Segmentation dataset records
===

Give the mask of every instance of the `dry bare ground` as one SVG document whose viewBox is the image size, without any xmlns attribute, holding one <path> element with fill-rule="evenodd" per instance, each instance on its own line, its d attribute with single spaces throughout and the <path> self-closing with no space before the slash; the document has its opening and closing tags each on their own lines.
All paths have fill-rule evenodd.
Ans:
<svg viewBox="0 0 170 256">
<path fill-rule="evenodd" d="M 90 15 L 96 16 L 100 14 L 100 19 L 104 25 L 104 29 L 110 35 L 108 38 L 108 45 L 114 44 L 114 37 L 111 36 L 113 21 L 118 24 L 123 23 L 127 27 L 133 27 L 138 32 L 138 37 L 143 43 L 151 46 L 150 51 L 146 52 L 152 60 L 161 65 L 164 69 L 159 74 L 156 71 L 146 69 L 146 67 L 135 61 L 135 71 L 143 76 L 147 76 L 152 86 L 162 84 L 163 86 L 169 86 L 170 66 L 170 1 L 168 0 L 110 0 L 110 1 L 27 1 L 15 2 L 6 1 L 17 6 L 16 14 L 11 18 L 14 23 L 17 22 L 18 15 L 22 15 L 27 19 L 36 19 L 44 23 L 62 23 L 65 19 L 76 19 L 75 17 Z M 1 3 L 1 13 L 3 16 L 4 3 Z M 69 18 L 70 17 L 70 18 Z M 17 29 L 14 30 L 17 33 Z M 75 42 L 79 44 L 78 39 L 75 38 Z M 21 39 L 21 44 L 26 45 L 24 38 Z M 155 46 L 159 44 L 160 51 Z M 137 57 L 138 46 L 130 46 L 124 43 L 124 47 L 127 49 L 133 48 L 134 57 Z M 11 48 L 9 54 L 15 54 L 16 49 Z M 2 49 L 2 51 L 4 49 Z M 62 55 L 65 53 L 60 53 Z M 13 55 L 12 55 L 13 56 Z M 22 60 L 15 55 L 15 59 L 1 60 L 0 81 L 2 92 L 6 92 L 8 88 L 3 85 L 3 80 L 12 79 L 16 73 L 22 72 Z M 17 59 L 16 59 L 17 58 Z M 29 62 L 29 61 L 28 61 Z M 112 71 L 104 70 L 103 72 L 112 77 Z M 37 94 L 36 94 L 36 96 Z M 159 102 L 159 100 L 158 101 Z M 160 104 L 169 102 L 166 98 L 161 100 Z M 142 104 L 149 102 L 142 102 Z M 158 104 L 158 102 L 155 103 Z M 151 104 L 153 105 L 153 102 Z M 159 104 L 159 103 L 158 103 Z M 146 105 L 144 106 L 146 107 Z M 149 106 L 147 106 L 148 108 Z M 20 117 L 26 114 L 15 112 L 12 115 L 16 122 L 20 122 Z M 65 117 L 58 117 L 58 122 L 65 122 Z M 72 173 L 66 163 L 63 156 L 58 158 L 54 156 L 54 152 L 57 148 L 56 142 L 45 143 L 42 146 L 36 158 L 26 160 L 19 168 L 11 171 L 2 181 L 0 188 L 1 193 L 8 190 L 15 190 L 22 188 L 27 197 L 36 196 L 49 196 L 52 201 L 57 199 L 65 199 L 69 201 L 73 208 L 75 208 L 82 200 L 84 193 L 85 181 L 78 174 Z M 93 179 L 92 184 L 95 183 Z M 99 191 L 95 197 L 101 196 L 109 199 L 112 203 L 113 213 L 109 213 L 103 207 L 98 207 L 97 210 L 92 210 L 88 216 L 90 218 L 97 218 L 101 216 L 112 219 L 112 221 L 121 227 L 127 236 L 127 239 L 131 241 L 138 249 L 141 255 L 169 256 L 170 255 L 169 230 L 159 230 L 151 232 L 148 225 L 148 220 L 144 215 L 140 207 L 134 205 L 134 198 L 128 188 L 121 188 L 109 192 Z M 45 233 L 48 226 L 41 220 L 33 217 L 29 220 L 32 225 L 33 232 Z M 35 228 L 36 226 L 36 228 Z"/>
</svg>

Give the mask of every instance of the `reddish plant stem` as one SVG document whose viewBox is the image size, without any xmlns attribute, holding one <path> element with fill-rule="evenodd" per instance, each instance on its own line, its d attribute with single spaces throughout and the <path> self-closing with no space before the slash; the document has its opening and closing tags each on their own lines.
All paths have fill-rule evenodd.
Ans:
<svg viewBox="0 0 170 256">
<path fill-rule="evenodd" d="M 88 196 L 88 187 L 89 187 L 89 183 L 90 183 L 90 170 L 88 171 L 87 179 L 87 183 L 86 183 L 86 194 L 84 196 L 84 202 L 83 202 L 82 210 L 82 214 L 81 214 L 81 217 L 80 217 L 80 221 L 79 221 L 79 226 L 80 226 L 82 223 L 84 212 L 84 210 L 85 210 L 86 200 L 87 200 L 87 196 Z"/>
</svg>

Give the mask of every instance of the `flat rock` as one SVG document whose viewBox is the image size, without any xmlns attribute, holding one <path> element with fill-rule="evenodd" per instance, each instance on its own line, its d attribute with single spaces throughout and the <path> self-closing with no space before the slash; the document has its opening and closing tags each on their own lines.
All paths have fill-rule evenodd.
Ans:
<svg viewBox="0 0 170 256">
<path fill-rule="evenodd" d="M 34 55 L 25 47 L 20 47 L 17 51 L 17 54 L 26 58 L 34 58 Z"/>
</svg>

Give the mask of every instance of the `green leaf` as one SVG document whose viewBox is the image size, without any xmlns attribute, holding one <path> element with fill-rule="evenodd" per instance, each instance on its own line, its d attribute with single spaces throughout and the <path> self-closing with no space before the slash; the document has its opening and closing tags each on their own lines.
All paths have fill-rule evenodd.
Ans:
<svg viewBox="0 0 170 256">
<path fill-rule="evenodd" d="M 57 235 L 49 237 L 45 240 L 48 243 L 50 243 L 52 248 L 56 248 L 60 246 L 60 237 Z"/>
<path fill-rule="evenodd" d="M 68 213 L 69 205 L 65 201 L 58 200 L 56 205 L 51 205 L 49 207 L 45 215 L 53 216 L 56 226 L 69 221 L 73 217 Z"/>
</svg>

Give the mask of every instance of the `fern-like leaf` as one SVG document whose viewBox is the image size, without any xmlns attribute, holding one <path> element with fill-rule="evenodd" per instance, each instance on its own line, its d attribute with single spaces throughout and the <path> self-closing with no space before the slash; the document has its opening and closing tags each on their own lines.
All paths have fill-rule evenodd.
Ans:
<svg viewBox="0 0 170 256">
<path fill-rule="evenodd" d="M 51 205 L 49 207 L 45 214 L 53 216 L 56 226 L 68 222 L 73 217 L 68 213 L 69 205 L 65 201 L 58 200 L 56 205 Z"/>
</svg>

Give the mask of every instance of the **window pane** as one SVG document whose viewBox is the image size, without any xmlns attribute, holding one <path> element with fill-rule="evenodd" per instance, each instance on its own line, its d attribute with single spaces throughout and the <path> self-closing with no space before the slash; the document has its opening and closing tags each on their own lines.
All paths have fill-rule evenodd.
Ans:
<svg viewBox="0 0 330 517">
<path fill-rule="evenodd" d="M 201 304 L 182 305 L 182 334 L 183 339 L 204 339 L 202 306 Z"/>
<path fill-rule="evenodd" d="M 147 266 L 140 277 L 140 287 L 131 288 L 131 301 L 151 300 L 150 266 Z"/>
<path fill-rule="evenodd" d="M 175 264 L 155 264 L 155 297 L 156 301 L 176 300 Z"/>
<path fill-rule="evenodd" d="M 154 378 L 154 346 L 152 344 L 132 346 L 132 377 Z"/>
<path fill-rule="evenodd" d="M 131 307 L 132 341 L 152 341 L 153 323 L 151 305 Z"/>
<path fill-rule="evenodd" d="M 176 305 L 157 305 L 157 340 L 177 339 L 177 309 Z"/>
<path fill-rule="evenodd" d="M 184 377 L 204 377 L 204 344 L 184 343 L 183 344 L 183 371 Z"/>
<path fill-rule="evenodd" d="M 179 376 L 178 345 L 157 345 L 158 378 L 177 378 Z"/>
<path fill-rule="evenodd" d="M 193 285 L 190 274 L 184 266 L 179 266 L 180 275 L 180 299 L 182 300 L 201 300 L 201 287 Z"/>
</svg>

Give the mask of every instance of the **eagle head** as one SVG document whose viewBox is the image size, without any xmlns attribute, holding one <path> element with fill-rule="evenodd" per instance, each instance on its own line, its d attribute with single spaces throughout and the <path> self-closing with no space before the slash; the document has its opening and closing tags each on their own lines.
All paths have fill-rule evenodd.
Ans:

===

== WHAT TO PRODUCE ==
Copy out word for word the stretch from the line containing "Give the mask of every instance of the **eagle" through the end of the records.

== SOLUTION FOR THIS TASK ==
Give the mask of every instance of the **eagle head** as one SVG document whose viewBox is the image size, without any xmlns attribute, holding one <path> element with fill-rule="evenodd" per instance, each instance on its own line, its d attribute with single spaces throughout and the <path> self-closing with no space before the slash; the document has its opening and closing tags each on their own lines.
All paths have fill-rule evenodd.
Ans:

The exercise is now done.